──────── TASK MATERIAL ────────
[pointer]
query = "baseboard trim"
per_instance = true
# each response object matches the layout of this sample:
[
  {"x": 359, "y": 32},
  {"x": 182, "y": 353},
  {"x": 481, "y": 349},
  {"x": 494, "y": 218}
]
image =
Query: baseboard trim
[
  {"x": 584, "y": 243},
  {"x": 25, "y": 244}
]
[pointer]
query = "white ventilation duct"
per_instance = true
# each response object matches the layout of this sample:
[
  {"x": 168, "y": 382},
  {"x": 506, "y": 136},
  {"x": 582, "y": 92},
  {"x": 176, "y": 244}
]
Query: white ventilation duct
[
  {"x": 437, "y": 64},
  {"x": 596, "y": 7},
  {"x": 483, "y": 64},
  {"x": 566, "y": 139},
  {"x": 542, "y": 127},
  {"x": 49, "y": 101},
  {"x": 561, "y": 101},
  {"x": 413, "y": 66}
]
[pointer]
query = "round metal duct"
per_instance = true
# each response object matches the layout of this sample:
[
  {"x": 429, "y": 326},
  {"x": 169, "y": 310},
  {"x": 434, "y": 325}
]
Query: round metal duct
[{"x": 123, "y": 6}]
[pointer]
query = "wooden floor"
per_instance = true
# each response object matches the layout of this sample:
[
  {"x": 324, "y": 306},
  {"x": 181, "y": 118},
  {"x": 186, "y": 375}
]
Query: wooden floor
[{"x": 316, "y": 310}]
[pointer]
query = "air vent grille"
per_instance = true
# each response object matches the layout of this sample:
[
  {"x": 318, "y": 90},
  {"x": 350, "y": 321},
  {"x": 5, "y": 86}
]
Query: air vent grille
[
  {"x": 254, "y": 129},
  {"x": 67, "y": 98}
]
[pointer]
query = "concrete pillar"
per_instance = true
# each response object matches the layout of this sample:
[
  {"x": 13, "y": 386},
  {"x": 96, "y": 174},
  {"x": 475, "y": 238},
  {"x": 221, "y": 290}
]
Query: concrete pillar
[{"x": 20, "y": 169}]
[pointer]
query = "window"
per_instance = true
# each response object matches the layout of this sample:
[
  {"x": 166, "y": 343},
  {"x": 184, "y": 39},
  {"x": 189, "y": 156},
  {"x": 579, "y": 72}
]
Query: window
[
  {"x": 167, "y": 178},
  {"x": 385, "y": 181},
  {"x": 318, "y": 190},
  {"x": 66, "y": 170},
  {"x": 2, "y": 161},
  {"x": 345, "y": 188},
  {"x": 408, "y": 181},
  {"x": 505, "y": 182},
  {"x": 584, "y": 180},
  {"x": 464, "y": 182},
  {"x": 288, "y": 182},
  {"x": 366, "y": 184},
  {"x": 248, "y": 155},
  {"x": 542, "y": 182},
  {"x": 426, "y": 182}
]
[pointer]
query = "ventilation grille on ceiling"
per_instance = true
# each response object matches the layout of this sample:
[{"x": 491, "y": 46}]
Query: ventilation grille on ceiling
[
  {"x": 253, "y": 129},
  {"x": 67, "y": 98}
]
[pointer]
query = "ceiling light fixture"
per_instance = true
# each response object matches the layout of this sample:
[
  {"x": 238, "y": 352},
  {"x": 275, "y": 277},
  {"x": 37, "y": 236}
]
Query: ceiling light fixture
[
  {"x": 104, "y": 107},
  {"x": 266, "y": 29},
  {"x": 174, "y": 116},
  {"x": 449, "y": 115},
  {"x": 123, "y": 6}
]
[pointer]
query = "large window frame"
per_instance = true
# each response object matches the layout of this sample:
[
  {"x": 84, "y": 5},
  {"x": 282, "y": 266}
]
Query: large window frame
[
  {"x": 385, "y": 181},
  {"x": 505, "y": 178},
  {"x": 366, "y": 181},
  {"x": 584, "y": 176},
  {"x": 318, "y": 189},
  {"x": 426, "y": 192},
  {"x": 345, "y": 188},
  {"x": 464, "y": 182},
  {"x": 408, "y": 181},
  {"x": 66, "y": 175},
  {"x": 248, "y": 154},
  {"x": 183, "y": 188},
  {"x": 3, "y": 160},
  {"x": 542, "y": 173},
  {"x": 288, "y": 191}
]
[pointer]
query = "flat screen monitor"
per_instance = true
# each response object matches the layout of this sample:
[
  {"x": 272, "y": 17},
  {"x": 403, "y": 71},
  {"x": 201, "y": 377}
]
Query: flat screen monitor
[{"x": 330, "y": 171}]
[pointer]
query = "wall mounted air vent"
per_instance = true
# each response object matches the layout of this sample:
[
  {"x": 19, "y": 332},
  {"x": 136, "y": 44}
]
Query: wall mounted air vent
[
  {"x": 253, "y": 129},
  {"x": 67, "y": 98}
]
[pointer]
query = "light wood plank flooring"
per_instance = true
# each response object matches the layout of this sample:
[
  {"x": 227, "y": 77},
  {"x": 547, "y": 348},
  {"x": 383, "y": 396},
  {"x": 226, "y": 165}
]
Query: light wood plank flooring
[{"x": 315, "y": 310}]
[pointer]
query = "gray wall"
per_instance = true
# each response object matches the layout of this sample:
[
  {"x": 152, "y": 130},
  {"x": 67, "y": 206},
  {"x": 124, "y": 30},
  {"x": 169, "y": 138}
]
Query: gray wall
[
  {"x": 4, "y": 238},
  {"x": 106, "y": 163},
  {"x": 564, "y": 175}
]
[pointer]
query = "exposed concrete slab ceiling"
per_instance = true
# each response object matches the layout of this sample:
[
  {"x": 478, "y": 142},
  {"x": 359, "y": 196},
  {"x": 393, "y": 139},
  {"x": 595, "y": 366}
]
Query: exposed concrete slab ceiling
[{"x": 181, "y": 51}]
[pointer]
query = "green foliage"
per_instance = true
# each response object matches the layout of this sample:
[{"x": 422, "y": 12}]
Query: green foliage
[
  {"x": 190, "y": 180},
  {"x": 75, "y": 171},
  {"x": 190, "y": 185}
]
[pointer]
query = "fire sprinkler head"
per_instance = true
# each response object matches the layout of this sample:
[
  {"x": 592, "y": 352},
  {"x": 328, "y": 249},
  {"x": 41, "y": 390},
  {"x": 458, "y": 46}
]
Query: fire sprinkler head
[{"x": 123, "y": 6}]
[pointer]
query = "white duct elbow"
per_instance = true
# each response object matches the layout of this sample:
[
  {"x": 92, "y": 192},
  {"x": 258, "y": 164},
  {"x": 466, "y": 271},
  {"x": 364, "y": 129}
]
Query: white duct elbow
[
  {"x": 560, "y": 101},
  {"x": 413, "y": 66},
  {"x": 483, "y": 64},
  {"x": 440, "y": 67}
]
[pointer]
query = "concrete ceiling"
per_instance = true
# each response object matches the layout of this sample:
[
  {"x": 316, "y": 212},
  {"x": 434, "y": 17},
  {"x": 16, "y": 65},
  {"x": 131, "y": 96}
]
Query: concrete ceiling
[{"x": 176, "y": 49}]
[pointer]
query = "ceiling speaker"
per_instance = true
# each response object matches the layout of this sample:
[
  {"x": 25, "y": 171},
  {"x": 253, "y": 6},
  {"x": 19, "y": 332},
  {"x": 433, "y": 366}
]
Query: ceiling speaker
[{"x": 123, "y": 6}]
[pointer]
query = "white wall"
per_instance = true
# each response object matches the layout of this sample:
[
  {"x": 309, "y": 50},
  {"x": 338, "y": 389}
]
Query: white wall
────────
> **EXERCISE**: Without changing a word, restate the whole listing.

> **ANSWER TO THE TASK**:
[pointer]
query = "baseboard trim"
per_instance = true
# each response object matches the layout of this sample:
[
  {"x": 359, "y": 32},
  {"x": 182, "y": 353},
  {"x": 481, "y": 349},
  {"x": 494, "y": 218}
]
image =
Query: baseboard trim
[
  {"x": 584, "y": 243},
  {"x": 25, "y": 244}
]
[pointer]
query = "white ventilation duct"
per_instance = true
# each response object matches the layout of this sample:
[
  {"x": 168, "y": 382},
  {"x": 506, "y": 136},
  {"x": 582, "y": 92},
  {"x": 176, "y": 244}
]
Query: white ventilation duct
[
  {"x": 437, "y": 64},
  {"x": 596, "y": 7},
  {"x": 483, "y": 64},
  {"x": 566, "y": 139},
  {"x": 542, "y": 127},
  {"x": 49, "y": 101},
  {"x": 561, "y": 101},
  {"x": 413, "y": 66}
]
[pointer]
query = "round metal duct"
per_instance = true
# each response object matches the layout of this sample:
[
  {"x": 429, "y": 326},
  {"x": 169, "y": 310},
  {"x": 434, "y": 325}
]
Query: round metal duct
[{"x": 123, "y": 6}]
[pointer]
query = "wooden floor"
per_instance = true
# each response object matches the layout of this sample:
[
  {"x": 324, "y": 306},
  {"x": 181, "y": 118},
  {"x": 186, "y": 375}
]
Query: wooden floor
[{"x": 316, "y": 310}]
[pointer]
query = "air vent grille"
per_instance = true
# each response object matches the layout of this sample:
[
  {"x": 318, "y": 90},
  {"x": 350, "y": 321},
  {"x": 5, "y": 86}
]
Query: air vent grille
[
  {"x": 254, "y": 129},
  {"x": 67, "y": 98}
]
[pointer]
query = "concrete pillar"
per_instance = true
# each response object matches the layout of this sample:
[
  {"x": 13, "y": 386},
  {"x": 96, "y": 174},
  {"x": 475, "y": 238},
  {"x": 221, "y": 290}
]
Query: concrete pillar
[{"x": 20, "y": 169}]
[pointer]
query = "window"
per_instance = true
# each response object matches the layout of this sample:
[
  {"x": 166, "y": 343},
  {"x": 184, "y": 39},
  {"x": 189, "y": 156},
  {"x": 579, "y": 72}
]
Query: window
[
  {"x": 167, "y": 178},
  {"x": 385, "y": 181},
  {"x": 318, "y": 190},
  {"x": 66, "y": 170},
  {"x": 2, "y": 161},
  {"x": 345, "y": 188},
  {"x": 408, "y": 181},
  {"x": 505, "y": 182},
  {"x": 584, "y": 180},
  {"x": 464, "y": 182},
  {"x": 288, "y": 182},
  {"x": 366, "y": 184},
  {"x": 248, "y": 155},
  {"x": 542, "y": 182},
  {"x": 426, "y": 182}
]
[pointer]
query = "ventilation grille on ceiling"
per_instance = true
# each response object matches the layout of this sample:
[{"x": 491, "y": 46}]
Query: ventilation grille on ceiling
[
  {"x": 253, "y": 129},
  {"x": 67, "y": 98}
]
[pointer]
query = "ceiling light fixture"
per_instance = true
# each response object matches the layout of this sample:
[
  {"x": 238, "y": 352},
  {"x": 275, "y": 277},
  {"x": 37, "y": 236}
]
Query: ceiling light fixture
[
  {"x": 104, "y": 107},
  {"x": 266, "y": 29},
  {"x": 174, "y": 116},
  {"x": 449, "y": 115},
  {"x": 123, "y": 6}
]
[pointer]
query = "large window frame"
per_instance = true
# each response object matches the layout of this sample:
[
  {"x": 84, "y": 5},
  {"x": 282, "y": 266}
]
Query: large window frame
[
  {"x": 385, "y": 181},
  {"x": 505, "y": 178},
  {"x": 366, "y": 181},
  {"x": 584, "y": 176},
  {"x": 318, "y": 189},
  {"x": 426, "y": 192},
  {"x": 345, "y": 188},
  {"x": 464, "y": 182},
  {"x": 408, "y": 181},
  {"x": 66, "y": 175},
  {"x": 248, "y": 154},
  {"x": 183, "y": 188},
  {"x": 3, "y": 160},
  {"x": 542, "y": 173},
  {"x": 288, "y": 191}
]
[pointer]
query = "flat screen monitor"
per_instance = true
# each response object matches the layout of this sample:
[
  {"x": 272, "y": 17},
  {"x": 403, "y": 71},
  {"x": 201, "y": 377}
]
Query: flat screen monitor
[{"x": 330, "y": 171}]
[pointer]
query = "wall mounted air vent"
per_instance = true
# each response object matches the layout of this sample:
[
  {"x": 19, "y": 332},
  {"x": 136, "y": 44}
]
Query: wall mounted air vent
[
  {"x": 253, "y": 129},
  {"x": 67, "y": 98}
]
[pointer]
query = "light wood plank flooring"
per_instance = true
# each response object matches the layout of this sample:
[
  {"x": 227, "y": 77},
  {"x": 547, "y": 348},
  {"x": 383, "y": 396},
  {"x": 226, "y": 165}
]
Query: light wood plank flooring
[{"x": 315, "y": 310}]
[pointer]
query = "gray wall"
per_instance = true
# each response object matches the layout of this sample:
[
  {"x": 152, "y": 130},
  {"x": 67, "y": 206},
  {"x": 124, "y": 30},
  {"x": 169, "y": 138}
]
Query: gray wall
[
  {"x": 4, "y": 238},
  {"x": 106, "y": 163},
  {"x": 564, "y": 175}
]
[pointer]
query = "exposed concrete slab ceiling"
per_instance = true
# each response object matches the layout of this sample:
[
  {"x": 478, "y": 142},
  {"x": 359, "y": 196},
  {"x": 393, "y": 139},
  {"x": 595, "y": 366}
]
Query: exposed concrete slab ceiling
[{"x": 181, "y": 51}]
[pointer]
query = "green foliage"
per_instance = true
# each response object matches the layout of this sample:
[{"x": 422, "y": 12}]
Query: green foliage
[
  {"x": 190, "y": 180},
  {"x": 75, "y": 171},
  {"x": 190, "y": 185}
]
[pointer]
query = "fire sprinkler head"
per_instance = true
# each response object matches the layout of this sample:
[
  {"x": 592, "y": 352},
  {"x": 328, "y": 249},
  {"x": 41, "y": 390},
  {"x": 458, "y": 46}
]
Query: fire sprinkler head
[{"x": 123, "y": 6}]
[pointer]
query = "white duct elbow"
per_instance = true
# each response object matches the layout of this sample:
[
  {"x": 92, "y": 192},
  {"x": 258, "y": 164},
  {"x": 466, "y": 271},
  {"x": 364, "y": 129}
]
Query: white duct elbow
[
  {"x": 560, "y": 101},
  {"x": 413, "y": 66},
  {"x": 483, "y": 64},
  {"x": 440, "y": 67}
]
[pointer]
query = "concrete ceiling"
per_instance = true
# each response object matches the layout of this sample:
[
  {"x": 316, "y": 212},
  {"x": 434, "y": 17},
  {"x": 16, "y": 65},
  {"x": 131, "y": 96}
]
Query: concrete ceiling
[{"x": 176, "y": 49}]
[pointer]
query = "ceiling speaker"
per_instance = true
# each response object matches the layout of this sample:
[
  {"x": 25, "y": 171},
  {"x": 253, "y": 6},
  {"x": 19, "y": 332},
  {"x": 433, "y": 366}
]
Query: ceiling speaker
[{"x": 123, "y": 6}]
[pointer]
query = "white wall"
per_instance = true
# each response object matches the layout of this sample:
[
  {"x": 309, "y": 50},
  {"x": 338, "y": 389}
]
Query: white wall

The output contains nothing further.